──────── SOURCE DATA ────────

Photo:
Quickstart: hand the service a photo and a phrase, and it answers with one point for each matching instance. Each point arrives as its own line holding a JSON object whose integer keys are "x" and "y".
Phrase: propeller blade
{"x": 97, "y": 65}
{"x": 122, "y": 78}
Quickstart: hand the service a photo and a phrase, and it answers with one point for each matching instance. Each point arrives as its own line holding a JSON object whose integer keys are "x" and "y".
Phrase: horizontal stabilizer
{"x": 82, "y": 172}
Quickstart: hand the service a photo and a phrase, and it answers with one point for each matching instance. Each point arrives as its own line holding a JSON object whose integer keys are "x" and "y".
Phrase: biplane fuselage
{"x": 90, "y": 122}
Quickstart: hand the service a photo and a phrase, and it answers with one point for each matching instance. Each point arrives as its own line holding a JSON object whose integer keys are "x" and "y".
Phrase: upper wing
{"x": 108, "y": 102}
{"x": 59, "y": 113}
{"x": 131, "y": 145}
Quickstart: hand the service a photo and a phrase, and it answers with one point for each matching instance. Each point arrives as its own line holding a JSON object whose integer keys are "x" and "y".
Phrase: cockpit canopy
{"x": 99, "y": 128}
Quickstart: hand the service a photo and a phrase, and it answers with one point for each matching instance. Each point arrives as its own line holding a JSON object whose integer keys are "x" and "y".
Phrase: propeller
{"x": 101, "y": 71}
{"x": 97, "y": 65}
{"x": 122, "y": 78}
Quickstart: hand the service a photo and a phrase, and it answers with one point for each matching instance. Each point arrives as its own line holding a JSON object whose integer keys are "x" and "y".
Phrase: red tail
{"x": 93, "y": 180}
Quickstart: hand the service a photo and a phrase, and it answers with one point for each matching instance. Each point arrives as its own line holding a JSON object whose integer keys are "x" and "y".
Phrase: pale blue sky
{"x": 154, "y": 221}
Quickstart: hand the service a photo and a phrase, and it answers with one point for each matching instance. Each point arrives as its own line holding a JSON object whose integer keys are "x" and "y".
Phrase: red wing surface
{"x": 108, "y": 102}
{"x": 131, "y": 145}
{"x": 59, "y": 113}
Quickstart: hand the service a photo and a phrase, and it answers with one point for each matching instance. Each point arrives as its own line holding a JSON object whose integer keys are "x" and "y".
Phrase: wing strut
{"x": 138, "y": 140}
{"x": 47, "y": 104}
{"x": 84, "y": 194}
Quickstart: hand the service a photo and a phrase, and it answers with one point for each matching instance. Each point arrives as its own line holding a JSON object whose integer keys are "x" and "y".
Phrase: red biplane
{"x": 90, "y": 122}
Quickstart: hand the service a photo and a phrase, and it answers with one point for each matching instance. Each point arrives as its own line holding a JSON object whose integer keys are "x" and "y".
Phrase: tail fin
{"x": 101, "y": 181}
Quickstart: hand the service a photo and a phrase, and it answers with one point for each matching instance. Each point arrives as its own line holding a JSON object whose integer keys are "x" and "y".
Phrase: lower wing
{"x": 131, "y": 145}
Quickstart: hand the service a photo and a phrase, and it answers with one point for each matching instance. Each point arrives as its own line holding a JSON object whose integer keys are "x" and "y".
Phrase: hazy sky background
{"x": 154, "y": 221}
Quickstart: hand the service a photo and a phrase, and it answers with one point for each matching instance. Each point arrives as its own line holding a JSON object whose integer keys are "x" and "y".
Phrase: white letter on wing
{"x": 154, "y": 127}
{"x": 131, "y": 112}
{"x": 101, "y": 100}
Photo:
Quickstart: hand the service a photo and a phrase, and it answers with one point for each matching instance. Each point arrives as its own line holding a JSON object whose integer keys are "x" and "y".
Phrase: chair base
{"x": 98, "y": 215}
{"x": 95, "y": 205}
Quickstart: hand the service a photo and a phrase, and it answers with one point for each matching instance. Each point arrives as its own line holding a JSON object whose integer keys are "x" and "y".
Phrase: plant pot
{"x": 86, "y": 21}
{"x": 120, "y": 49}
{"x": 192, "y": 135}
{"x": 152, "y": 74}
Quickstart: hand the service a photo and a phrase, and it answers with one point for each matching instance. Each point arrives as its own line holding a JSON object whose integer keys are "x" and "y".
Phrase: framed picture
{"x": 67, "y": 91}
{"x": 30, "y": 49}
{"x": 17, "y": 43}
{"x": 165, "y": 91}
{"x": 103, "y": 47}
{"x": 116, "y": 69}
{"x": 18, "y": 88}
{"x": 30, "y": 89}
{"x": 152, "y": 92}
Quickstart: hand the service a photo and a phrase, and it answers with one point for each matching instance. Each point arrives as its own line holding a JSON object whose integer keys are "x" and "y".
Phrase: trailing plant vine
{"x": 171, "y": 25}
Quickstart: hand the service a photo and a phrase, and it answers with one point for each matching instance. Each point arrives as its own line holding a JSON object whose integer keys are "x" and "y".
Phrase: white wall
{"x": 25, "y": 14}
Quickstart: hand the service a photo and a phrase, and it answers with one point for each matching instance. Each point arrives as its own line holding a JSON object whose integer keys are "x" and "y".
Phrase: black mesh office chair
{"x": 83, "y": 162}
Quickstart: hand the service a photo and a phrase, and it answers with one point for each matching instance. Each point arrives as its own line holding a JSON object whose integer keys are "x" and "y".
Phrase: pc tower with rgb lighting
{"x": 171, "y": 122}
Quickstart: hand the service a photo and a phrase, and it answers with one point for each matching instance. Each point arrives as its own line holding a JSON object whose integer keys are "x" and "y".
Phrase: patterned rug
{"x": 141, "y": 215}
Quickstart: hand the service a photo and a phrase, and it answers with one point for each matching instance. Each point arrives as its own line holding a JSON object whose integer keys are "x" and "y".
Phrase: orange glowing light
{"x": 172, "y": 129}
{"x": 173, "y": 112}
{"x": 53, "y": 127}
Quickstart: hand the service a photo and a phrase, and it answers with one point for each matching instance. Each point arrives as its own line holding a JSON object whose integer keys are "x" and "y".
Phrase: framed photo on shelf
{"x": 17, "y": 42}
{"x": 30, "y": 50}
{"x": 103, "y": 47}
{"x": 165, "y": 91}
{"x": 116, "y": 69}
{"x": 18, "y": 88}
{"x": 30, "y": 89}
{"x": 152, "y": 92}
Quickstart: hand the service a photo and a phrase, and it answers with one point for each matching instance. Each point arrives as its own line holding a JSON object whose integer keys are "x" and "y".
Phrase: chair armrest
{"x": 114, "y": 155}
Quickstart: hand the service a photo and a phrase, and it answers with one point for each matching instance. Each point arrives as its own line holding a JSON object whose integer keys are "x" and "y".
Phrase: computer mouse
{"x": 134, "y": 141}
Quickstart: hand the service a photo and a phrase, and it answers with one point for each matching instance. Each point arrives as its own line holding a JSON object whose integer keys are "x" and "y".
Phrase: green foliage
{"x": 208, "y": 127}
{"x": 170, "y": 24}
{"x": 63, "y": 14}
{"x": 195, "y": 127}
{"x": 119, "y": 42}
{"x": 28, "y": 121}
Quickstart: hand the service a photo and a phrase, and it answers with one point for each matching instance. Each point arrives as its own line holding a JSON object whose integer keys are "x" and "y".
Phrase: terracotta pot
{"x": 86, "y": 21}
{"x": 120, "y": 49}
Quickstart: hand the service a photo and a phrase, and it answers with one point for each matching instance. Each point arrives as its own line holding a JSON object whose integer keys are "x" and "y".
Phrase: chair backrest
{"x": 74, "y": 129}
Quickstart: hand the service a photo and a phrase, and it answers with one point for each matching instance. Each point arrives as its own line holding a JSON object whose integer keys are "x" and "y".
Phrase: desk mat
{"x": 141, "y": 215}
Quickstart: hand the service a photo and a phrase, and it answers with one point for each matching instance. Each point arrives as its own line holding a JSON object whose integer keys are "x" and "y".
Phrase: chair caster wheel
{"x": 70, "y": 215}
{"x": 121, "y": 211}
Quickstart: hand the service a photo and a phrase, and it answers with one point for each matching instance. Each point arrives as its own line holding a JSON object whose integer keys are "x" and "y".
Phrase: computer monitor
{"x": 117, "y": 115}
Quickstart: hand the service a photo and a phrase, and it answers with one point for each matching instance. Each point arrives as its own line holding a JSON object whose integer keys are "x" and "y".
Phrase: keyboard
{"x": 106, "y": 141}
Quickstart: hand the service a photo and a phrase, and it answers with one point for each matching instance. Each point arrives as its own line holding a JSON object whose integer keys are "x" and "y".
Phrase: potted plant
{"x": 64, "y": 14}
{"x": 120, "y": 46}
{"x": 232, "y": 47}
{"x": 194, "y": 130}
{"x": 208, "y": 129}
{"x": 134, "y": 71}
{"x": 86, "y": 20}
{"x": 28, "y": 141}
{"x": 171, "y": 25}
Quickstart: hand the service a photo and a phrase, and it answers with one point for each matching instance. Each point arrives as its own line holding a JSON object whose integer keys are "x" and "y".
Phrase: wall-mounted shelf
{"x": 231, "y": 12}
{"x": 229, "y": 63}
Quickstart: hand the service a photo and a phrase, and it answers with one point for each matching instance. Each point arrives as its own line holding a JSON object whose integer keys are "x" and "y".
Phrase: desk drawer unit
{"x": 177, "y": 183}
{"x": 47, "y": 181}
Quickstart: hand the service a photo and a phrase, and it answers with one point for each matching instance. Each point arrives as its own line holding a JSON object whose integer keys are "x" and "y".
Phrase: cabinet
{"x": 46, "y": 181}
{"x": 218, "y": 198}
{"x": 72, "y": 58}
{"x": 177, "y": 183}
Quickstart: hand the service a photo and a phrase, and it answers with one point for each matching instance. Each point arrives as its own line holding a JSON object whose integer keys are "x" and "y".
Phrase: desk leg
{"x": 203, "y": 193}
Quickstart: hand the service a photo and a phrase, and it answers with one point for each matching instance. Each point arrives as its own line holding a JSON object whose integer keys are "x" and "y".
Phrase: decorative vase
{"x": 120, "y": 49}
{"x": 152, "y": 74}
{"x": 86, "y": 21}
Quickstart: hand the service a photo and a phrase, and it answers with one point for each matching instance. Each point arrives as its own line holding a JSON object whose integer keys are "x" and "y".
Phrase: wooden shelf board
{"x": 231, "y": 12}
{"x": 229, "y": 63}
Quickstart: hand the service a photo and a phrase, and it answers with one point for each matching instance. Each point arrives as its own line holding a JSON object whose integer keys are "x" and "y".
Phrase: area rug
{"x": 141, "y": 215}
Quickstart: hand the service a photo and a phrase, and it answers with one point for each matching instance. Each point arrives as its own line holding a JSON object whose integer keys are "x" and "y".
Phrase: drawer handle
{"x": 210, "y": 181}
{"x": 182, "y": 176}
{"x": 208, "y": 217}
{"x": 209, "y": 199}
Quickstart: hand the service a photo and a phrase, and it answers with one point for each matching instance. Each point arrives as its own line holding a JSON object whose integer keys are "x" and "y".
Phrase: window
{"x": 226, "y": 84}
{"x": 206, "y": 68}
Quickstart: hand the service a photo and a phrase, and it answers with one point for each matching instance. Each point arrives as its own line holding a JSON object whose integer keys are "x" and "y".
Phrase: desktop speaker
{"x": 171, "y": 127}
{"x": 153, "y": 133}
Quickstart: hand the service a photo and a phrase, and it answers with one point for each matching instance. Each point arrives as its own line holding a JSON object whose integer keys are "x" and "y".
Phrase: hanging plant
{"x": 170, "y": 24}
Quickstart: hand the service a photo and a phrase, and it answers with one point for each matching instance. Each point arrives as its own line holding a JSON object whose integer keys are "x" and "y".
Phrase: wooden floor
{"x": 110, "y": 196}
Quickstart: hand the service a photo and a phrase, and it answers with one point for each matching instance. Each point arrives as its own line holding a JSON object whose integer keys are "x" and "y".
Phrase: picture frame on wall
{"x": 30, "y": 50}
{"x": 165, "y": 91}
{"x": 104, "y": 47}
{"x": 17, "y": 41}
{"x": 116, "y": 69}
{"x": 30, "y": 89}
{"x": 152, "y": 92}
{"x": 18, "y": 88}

────────

PROBLEM: Print exactly the lines from the one containing "Phrase: window" through the last line of the records above, both included.

OUTPUT FOR THIS EXERCISE:
Phrase: window
{"x": 226, "y": 84}
{"x": 206, "y": 68}
Quickstart: hand the service a photo and a phrase, and it answers with one point for each matching instance. Each point arrives as its own line holding a JSON object whose integer keys are "x" and "y".
Phrase: desktop speaker
{"x": 171, "y": 127}
{"x": 153, "y": 133}
Quickstart: hand the service a photo and a phrase, and it answers with one point for each matching instance. Each point arrives as its own line holding a JSON object whose integer keys are "x" and "y".
Phrase: hanging plant
{"x": 170, "y": 24}
Quickstart: hand the service a photo and a phrase, and it answers with one point for each matching instance. Each point arrives as its own line holding a JSON object whose integer keys are "x" and "y".
Phrase: wooden floor
{"x": 110, "y": 196}
Quickstart: hand the service a photo and a phrase, and it answers with one point for each matching instance. Each point arrives as its own line holding a JSON object whose integer keys are "x" and "y".
Phrase: picture frame on wall
{"x": 30, "y": 50}
{"x": 165, "y": 91}
{"x": 104, "y": 47}
{"x": 17, "y": 41}
{"x": 116, "y": 69}
{"x": 30, "y": 89}
{"x": 152, "y": 92}
{"x": 18, "y": 88}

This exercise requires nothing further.